What to do: Give back the entries that follow exactly as written. Any picture gets left out.
::: Exercise data :::
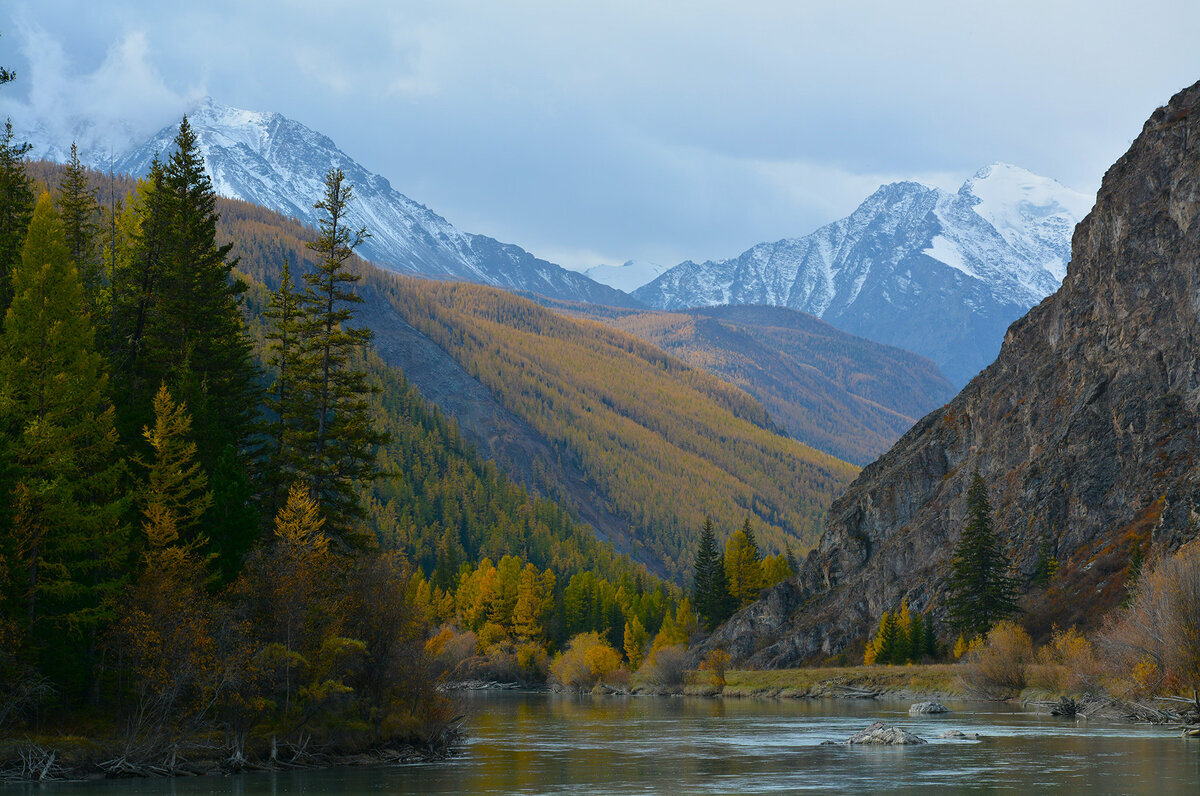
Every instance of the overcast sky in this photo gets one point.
(605, 131)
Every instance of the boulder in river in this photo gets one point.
(886, 735)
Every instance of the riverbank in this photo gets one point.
(73, 758)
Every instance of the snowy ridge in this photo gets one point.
(936, 273)
(280, 163)
(628, 276)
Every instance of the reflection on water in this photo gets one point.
(539, 743)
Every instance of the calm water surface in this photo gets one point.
(544, 743)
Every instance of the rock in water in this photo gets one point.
(959, 735)
(1084, 429)
(885, 735)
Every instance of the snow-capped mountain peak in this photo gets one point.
(941, 274)
(280, 163)
(628, 276)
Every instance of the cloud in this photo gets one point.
(121, 101)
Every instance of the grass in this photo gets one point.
(834, 681)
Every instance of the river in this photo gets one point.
(547, 743)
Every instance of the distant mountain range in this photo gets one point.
(913, 267)
(279, 163)
(940, 274)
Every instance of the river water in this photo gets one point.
(547, 743)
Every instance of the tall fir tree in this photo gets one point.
(16, 209)
(335, 437)
(79, 211)
(179, 322)
(711, 591)
(63, 530)
(979, 590)
(286, 408)
(743, 568)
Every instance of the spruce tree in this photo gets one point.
(711, 592)
(16, 209)
(283, 400)
(178, 322)
(335, 437)
(63, 527)
(979, 588)
(78, 209)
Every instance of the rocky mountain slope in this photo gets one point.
(935, 273)
(1085, 429)
(832, 390)
(279, 163)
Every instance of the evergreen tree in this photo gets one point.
(981, 591)
(281, 458)
(743, 569)
(175, 496)
(887, 641)
(16, 209)
(335, 436)
(711, 591)
(78, 209)
(63, 531)
(178, 322)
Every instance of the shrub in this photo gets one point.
(587, 659)
(665, 668)
(1156, 641)
(1067, 664)
(996, 669)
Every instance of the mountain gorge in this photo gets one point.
(828, 389)
(1085, 430)
(972, 262)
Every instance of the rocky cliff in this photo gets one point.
(1085, 428)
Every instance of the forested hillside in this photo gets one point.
(665, 443)
(201, 531)
(838, 393)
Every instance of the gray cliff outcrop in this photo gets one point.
(1085, 429)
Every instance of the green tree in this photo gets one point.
(979, 588)
(743, 570)
(281, 459)
(175, 496)
(16, 209)
(336, 436)
(78, 209)
(711, 591)
(64, 531)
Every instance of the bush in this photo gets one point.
(665, 668)
(587, 660)
(997, 668)
(1067, 664)
(1156, 641)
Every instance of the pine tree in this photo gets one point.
(175, 495)
(887, 640)
(281, 458)
(60, 484)
(711, 592)
(78, 209)
(979, 590)
(336, 438)
(16, 209)
(743, 569)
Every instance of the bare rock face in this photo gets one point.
(1085, 429)
(885, 735)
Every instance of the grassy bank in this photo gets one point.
(916, 680)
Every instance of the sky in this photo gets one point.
(598, 132)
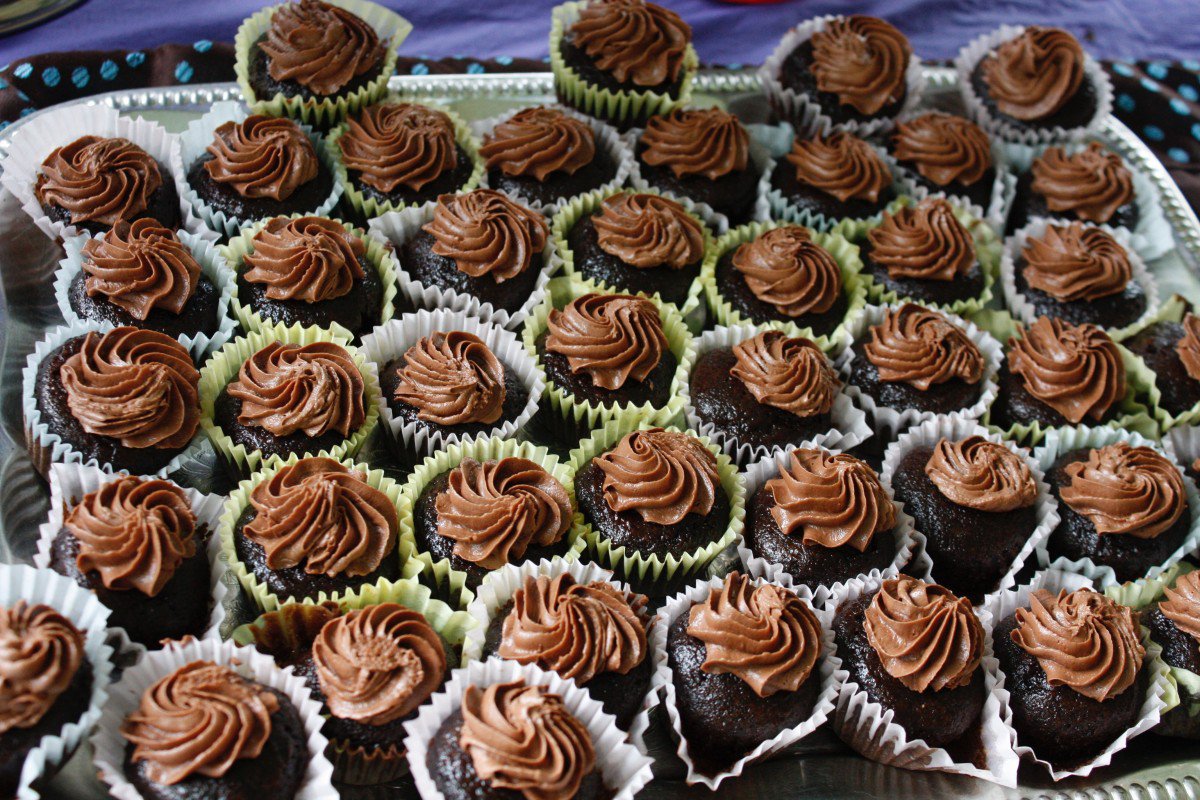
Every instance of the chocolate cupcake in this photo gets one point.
(702, 155)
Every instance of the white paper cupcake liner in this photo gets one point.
(504, 583)
(1024, 311)
(978, 48)
(213, 266)
(624, 770)
(849, 423)
(910, 543)
(46, 447)
(803, 110)
(869, 728)
(955, 428)
(192, 145)
(71, 482)
(664, 679)
(393, 340)
(126, 695)
(396, 227)
(1062, 440)
(34, 142)
(891, 421)
(607, 138)
(19, 582)
(1001, 606)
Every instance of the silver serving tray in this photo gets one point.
(1152, 768)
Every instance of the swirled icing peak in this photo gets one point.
(982, 475)
(312, 388)
(139, 268)
(324, 516)
(1081, 639)
(790, 271)
(486, 233)
(579, 630)
(613, 338)
(927, 638)
(919, 347)
(495, 510)
(1075, 370)
(262, 156)
(763, 635)
(832, 500)
(40, 653)
(137, 386)
(135, 533)
(376, 665)
(199, 720)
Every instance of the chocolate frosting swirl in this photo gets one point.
(40, 654)
(832, 500)
(199, 720)
(946, 149)
(705, 142)
(637, 42)
(135, 533)
(862, 60)
(1091, 184)
(982, 475)
(262, 156)
(786, 269)
(523, 739)
(613, 338)
(141, 268)
(647, 230)
(1032, 76)
(763, 635)
(840, 164)
(1083, 641)
(305, 258)
(663, 475)
(1126, 489)
(538, 142)
(787, 373)
(579, 630)
(1073, 263)
(312, 388)
(922, 348)
(923, 241)
(376, 665)
(319, 46)
(495, 510)
(927, 638)
(1075, 370)
(323, 515)
(453, 379)
(399, 144)
(137, 386)
(99, 180)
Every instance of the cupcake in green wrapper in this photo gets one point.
:::
Response area:
Every instance of the overcast sky in this photo gets one point.
(605, 131)
Every instance of the boulder in river in this photo gets one point.
(886, 735)
Every instance of the riverbank in this photo gets one point.
(73, 758)
Every instance of the snowy ridge in this photo gets one point.
(936, 273)
(280, 163)
(628, 276)
Every instance of the reflection on water in this photo gets one point.
(539, 743)
Every instance of the calm water surface in this photo gets one point.
(544, 743)
Every instance of the rock in water in this photo gets one point.
(959, 735)
(1084, 429)
(885, 735)
Every instance of the snow-capped mountain peak in this photo gets one point.
(941, 274)
(280, 163)
(628, 276)
Every instance of the cloud in this photo gets one point.
(121, 101)
Every instance of the grass in this photo gets one point.
(834, 681)
Every instance of the river in this photo gets one point.
(547, 743)
Every instance of the distant mountain range in this photo gets one point.
(913, 267)
(279, 163)
(940, 274)
Every instance of the river water in this photo gets one point.
(547, 743)
Every instance of the tall fir tree in this photo gets one point.
(16, 209)
(335, 437)
(79, 211)
(179, 322)
(711, 591)
(63, 530)
(979, 590)
(286, 408)
(743, 568)
Every instance of the spruce tree in this photo gets one point.
(711, 592)
(16, 209)
(283, 400)
(178, 322)
(335, 437)
(63, 527)
(979, 588)
(78, 209)
Every instance of the rocky mountain slope in this photo gets one point.
(935, 273)
(1085, 429)
(832, 390)
(279, 163)
Every instance of the evergreen tree in this photo gets one point.
(981, 591)
(281, 458)
(743, 569)
(175, 496)
(887, 641)
(16, 209)
(335, 436)
(711, 591)
(78, 209)
(63, 531)
(178, 322)
Every instance of the shrub in this photo gets one point.
(587, 659)
(665, 668)
(1156, 641)
(1067, 664)
(996, 669)
Every instance of the mountain gorge in this photo gets one point.
(828, 389)
(1085, 430)
(972, 262)
Every instance of the rocky cliff in this photo gets one point.
(1085, 428)
Every instance of the forested hillside in this photo gets one point.
(665, 443)
(201, 531)
(838, 393)
Every instance of the gray cliff outcrop in this photo gets one point.
(1085, 429)
Every instance of the green tree in this photo gets one point.
(979, 588)
(743, 570)
(281, 459)
(175, 496)
(16, 209)
(336, 436)
(78, 209)
(711, 591)
(64, 531)
Every instance of the bush in this photo gets one point.
(665, 668)
(587, 660)
(997, 668)
(1067, 664)
(1156, 641)
Every instance of the pine tree in this photo gets one point.
(175, 495)
(887, 640)
(281, 458)
(60, 484)
(711, 592)
(78, 209)
(979, 590)
(336, 438)
(16, 209)
(743, 569)
Every instance of the bare rock face in this photo gets one point.
(1085, 429)
(885, 735)
Every instance of the grassy bank in this photo gets one point.
(916, 680)
Every instance of the sky in this photo gets one point.
(598, 132)
Every instance of the chocolate cupcake in this photo gets one point.
(702, 155)
Every instance of the white paper cupcake liner in this photo gets one point.
(504, 583)
(1024, 311)
(978, 48)
(213, 266)
(624, 770)
(849, 423)
(910, 543)
(46, 447)
(803, 110)
(869, 728)
(955, 428)
(192, 145)
(71, 482)
(664, 679)
(393, 340)
(126, 695)
(396, 227)
(1062, 440)
(34, 142)
(891, 421)
(607, 138)
(19, 582)
(1001, 606)
Every instance of the silver serving tray in this photo gets one point.
(1152, 768)
Every instance of the swirled icing peak in this photo gets one point.
(982, 475)
(312, 388)
(139, 268)
(324, 516)
(1081, 639)
(790, 271)
(486, 233)
(579, 630)
(613, 338)
(927, 638)
(919, 347)
(495, 510)
(1075, 370)
(262, 156)
(763, 635)
(832, 500)
(40, 653)
(137, 386)
(135, 533)
(376, 665)
(199, 720)
Every instance of the chocolate frosting swirl in this photo gets one point.
(40, 654)
(832, 500)
(199, 720)
(946, 149)
(705, 142)
(637, 42)
(135, 533)
(862, 60)
(1091, 184)
(982, 475)
(262, 156)
(786, 269)
(523, 739)
(613, 338)
(141, 268)
(647, 230)
(1032, 76)
(763, 635)
(840, 164)
(1083, 641)
(305, 258)
(663, 475)
(1126, 489)
(538, 142)
(787, 373)
(579, 630)
(1073, 263)
(312, 388)
(922, 348)
(923, 241)
(376, 665)
(319, 46)
(495, 510)
(927, 638)
(1075, 370)
(323, 515)
(453, 379)
(399, 144)
(137, 386)
(99, 180)
Every instance of the cupcake in green wrapper in this photo gets one point.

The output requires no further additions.